Your goal:
Write every line of the material out exactly as shown.

Coordinate labeling data
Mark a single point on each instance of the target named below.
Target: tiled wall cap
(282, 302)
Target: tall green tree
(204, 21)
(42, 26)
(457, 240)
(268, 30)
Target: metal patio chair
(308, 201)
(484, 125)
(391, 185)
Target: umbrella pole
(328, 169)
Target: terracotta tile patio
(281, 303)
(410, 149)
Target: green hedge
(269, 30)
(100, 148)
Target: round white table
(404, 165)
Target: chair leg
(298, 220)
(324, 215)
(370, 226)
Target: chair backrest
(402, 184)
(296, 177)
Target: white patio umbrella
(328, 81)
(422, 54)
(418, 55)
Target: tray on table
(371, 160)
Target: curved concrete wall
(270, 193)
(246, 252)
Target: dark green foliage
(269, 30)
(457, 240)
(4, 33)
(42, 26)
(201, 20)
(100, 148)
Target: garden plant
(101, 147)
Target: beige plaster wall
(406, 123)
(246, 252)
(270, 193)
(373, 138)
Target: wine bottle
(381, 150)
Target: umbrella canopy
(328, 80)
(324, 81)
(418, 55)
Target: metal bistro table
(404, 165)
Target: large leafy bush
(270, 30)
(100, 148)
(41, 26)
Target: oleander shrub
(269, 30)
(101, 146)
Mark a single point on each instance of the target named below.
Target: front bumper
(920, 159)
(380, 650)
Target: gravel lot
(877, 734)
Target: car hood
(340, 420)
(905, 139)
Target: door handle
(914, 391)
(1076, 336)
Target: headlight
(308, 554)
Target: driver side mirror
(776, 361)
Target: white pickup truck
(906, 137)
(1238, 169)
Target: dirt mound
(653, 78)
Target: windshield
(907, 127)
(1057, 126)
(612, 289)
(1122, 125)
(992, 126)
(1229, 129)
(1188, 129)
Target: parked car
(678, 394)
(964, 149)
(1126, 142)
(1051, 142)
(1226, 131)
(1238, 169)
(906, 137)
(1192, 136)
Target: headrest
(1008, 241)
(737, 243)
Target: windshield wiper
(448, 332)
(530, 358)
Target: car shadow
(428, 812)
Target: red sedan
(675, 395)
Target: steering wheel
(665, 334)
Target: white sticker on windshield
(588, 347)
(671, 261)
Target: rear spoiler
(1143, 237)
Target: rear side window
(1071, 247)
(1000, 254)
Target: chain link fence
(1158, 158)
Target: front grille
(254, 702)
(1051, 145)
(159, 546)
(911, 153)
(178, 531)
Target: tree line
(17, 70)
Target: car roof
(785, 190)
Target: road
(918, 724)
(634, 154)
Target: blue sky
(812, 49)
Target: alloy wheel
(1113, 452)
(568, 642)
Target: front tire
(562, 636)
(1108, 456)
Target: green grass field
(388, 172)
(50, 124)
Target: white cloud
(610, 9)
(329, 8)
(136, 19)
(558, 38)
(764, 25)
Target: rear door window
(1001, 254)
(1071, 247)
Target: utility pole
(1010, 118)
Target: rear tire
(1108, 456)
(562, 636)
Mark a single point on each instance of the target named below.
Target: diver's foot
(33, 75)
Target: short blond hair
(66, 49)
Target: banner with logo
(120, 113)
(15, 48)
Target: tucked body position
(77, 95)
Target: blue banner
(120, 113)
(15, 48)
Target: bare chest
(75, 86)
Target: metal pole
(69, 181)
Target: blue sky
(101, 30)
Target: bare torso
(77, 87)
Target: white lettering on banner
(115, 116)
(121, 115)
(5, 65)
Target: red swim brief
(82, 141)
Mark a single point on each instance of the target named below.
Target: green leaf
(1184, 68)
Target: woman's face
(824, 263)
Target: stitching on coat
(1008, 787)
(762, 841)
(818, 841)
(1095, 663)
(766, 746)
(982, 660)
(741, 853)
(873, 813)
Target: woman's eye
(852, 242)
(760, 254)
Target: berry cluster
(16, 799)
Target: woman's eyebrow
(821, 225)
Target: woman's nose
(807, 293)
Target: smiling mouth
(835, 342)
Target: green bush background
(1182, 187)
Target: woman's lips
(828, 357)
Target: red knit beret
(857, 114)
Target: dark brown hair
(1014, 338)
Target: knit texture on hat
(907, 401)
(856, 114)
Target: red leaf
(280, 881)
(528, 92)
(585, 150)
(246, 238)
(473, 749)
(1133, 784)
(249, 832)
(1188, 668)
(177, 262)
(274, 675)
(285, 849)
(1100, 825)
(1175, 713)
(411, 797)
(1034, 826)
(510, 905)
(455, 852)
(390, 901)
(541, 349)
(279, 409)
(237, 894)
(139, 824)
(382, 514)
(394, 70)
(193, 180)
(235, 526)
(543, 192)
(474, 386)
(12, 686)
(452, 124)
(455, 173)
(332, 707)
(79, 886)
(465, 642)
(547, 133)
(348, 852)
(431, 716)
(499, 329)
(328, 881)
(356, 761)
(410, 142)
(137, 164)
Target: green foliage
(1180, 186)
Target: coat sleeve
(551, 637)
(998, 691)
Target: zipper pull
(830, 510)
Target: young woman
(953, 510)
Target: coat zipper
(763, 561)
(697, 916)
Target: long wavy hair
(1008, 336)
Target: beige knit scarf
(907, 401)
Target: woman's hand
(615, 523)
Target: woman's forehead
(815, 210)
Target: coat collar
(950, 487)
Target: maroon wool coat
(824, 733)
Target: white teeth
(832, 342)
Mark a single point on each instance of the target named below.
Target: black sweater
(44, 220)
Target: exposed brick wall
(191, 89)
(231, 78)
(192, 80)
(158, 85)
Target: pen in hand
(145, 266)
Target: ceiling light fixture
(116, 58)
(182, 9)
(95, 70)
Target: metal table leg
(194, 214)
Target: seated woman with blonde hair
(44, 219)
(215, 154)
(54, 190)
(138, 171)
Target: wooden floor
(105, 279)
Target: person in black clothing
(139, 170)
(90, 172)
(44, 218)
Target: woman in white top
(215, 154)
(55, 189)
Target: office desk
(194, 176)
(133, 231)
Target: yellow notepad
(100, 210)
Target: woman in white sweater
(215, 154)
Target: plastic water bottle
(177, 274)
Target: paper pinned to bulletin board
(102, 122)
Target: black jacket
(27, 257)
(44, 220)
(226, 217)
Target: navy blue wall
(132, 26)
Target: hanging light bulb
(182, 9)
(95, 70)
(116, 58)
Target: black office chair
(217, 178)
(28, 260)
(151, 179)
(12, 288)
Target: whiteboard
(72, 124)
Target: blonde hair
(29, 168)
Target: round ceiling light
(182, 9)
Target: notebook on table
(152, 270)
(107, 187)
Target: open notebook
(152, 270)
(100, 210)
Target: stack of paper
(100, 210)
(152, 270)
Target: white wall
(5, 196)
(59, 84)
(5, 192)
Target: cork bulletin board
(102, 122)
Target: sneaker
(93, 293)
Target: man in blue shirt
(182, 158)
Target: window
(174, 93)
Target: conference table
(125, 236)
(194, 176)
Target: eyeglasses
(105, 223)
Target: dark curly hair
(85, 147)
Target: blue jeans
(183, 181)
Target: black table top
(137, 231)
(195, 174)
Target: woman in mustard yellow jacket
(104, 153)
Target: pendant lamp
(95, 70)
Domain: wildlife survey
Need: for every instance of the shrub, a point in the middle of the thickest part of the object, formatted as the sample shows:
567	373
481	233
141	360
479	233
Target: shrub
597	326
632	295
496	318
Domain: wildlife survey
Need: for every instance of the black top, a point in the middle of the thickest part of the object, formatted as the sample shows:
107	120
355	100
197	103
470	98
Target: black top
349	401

Complete response:
Mark a single point on each instance of the target named below.
Target: tiled wall cap
(282, 302)
Target: tall green tree
(204, 21)
(42, 26)
(457, 240)
(268, 30)
Target: metal patio chair
(308, 201)
(484, 125)
(391, 185)
Target: umbrella pole
(328, 169)
Target: terracotta tile patio
(281, 303)
(410, 149)
Target: green hedge
(269, 30)
(100, 148)
Target: round white table
(404, 165)
Target: chair leg
(298, 220)
(324, 215)
(370, 226)
Target: chair backrest
(402, 184)
(296, 177)
Target: white patio umbrella
(328, 81)
(422, 54)
(418, 55)
Target: tray on table
(371, 160)
Target: curved concrete wall
(270, 193)
(246, 252)
Target: dark green foliage
(269, 30)
(457, 240)
(4, 33)
(42, 26)
(201, 20)
(100, 148)
Target: garden plant
(101, 147)
Target: beige plaster wall
(406, 123)
(246, 252)
(270, 193)
(373, 138)
Target: wine bottle
(381, 150)
Target: umbrella canopy
(328, 80)
(324, 81)
(418, 55)
Target: metal bistro table
(404, 165)
Target: large leafy bush
(270, 30)
(100, 148)
(41, 26)
Target: oleander shrub
(269, 30)
(101, 146)
Mark a single point on each instance of the target named below.
Target: front bumper
(920, 159)
(380, 650)
Target: gravel lot
(877, 734)
Target: car hood
(340, 420)
(905, 139)
Target: door handle
(914, 391)
(1076, 336)
Target: headlight
(308, 554)
Target: driver side mirror
(776, 361)
Target: white pickup truck
(906, 137)
(1238, 169)
Target: dirt mound
(653, 78)
Target: windshield
(907, 127)
(1057, 126)
(612, 289)
(1122, 125)
(992, 126)
(1229, 129)
(1188, 129)
Target: parked car
(678, 394)
(964, 149)
(1126, 142)
(1051, 142)
(1226, 131)
(1238, 169)
(906, 137)
(1192, 136)
Target: headrest
(1008, 241)
(737, 243)
Target: windshield wiper
(448, 332)
(530, 358)
Target: car shadow
(428, 812)
Target: red sedan
(675, 395)
Target: steering wheel
(665, 334)
Target: white sticker on windshield
(588, 347)
(671, 261)
Target: rear spoiler
(1143, 237)
Target: rear side window
(1071, 247)
(1000, 254)
Target: chain link fence
(1158, 158)
Target: front grille
(254, 702)
(1051, 145)
(159, 546)
(911, 153)
(178, 531)
Target: tree line
(17, 70)
Target: car roof
(785, 190)
Target: road
(918, 724)
(634, 154)
Target: blue sky
(812, 49)
Target: alloy wheel
(1113, 452)
(568, 642)
Target: front tire
(562, 636)
(1108, 456)
Target: green grass field
(388, 172)
(50, 124)
Target: white cloud
(610, 9)
(329, 8)
(136, 19)
(558, 38)
(764, 25)
Target: rear door window
(1001, 254)
(1071, 247)
Target: utility pole
(1010, 118)
Target: rear tire
(1108, 456)
(562, 636)
Mark a single point on each instance of the target named below.
Target: diver's foot
(33, 75)
Target: short blond hair
(66, 49)
Target: banner with logo
(120, 113)
(15, 48)
Target: tucked body position
(77, 95)
Target: blue banner
(120, 113)
(15, 48)
Target: bare chest
(75, 86)
Target: metal pole
(69, 181)
Target: blue sky
(101, 30)
Target: bare torso
(77, 87)
Target: white lettering on banner
(115, 116)
(121, 115)
(5, 65)
Target: red swim brief
(82, 141)
Mark a single point on each instance of the target named below.
Target: green leaf
(1184, 68)
Target: woman's face
(824, 263)
Target: stitching on coat
(1008, 787)
(762, 841)
(818, 841)
(1095, 663)
(766, 746)
(982, 660)
(741, 853)
(873, 813)
Target: woman's eye
(852, 242)
(760, 254)
Target: berry cluster
(16, 799)
Target: woman's eyebrow
(821, 225)
Target: woman's nose
(807, 293)
Target: smiling mouth
(835, 342)
Target: green bush background
(1182, 187)
Target: woman's lips
(828, 357)
Target: red knit beret
(857, 114)
Target: dark brown hair
(1014, 338)
Target: knit texture on hat
(907, 401)
(856, 114)
Target: red leaf
(280, 881)
(528, 92)
(585, 150)
(246, 238)
(473, 749)
(1133, 784)
(249, 832)
(1188, 668)
(177, 262)
(274, 675)
(285, 849)
(1100, 825)
(1175, 713)
(411, 797)
(1034, 826)
(510, 905)
(455, 852)
(390, 901)
(541, 349)
(279, 409)
(237, 894)
(139, 824)
(382, 514)
(394, 70)
(193, 180)
(235, 526)
(543, 192)
(474, 386)
(12, 686)
(452, 124)
(455, 173)
(332, 707)
(79, 886)
(465, 642)
(547, 133)
(348, 852)
(431, 716)
(499, 329)
(328, 881)
(356, 761)
(410, 142)
(137, 164)
Target: green foliage
(1180, 186)
Target: coat sleeve
(551, 637)
(998, 691)
Target: zipper pull
(830, 510)
Target: young woman
(953, 510)
Target: coat zipper
(763, 561)
(697, 916)
Target: long wavy hair
(1008, 336)
Target: beige knit scarf
(907, 401)
Target: woman's hand
(615, 523)
Target: woman's forehead
(815, 210)
Target: coat collar
(950, 487)
Target: maroon wool coat
(824, 733)
Target: white teeth
(832, 342)
Mark a single point on each instance of the target named below.
Target: black sweater
(44, 220)
Target: exposed brick wall
(191, 89)
(231, 78)
(192, 80)
(158, 85)
Target: pen in hand
(145, 266)
Target: ceiling light fixture
(116, 58)
(182, 9)
(95, 70)
Target: metal table leg
(194, 214)
Target: seated woman with blonde hair
(44, 219)
(215, 154)
(54, 190)
(138, 171)
Target: wooden floor
(105, 279)
Target: person in black clothing
(139, 170)
(90, 172)
(44, 218)
Target: woman in white top
(215, 154)
(55, 189)
Target: office desk
(194, 176)
(133, 231)
Target: yellow notepad
(100, 210)
Target: woman in white sweater
(215, 154)
Target: plastic water bottle
(177, 274)
Target: paper pinned to bulletin board
(102, 122)
Target: black jacket
(27, 257)
(44, 220)
(226, 217)
Target: navy blue wall
(132, 26)
Target: hanging light bulb
(182, 9)
(95, 70)
(116, 58)
Target: black office chair
(217, 178)
(28, 260)
(151, 179)
(12, 288)
Target: whiteboard
(72, 124)
Target: blonde hair
(29, 168)
Target: round ceiling light
(182, 9)
Target: notebook on table
(152, 270)
(107, 187)
Target: open notebook
(152, 270)
(100, 210)
Target: stack of paper
(100, 210)
(152, 270)
Target: white wall
(5, 196)
(59, 84)
(5, 192)
Target: cork bulletin board
(102, 122)
Target: sneaker
(93, 293)
Target: man in blue shirt
(182, 158)
Target: window
(174, 93)
Target: conference table
(125, 236)
(194, 176)
Target: eyeglasses
(105, 223)
Target: dark curly hair
(85, 147)
Target: blue jeans
(183, 181)
Target: black table top
(137, 231)
(195, 174)
Target: woman in mustard yellow jacket
(104, 153)
Target: pendant lamp
(95, 70)
Domain: wildlife survey
Need: for every instance of the shrub, a point in the middle of the thickest part of the object, formatted as the sample shows:
567	373
481	233
141	360
479	233
Target: shrub
597	326
632	295
496	318
Domain: wildlife survey
Need: for every instance of the black top, a point in the middle of the thickest part of the object, formatted as the sample shows:
107	120
355	100
197	103
470	98
Target: black top
349	401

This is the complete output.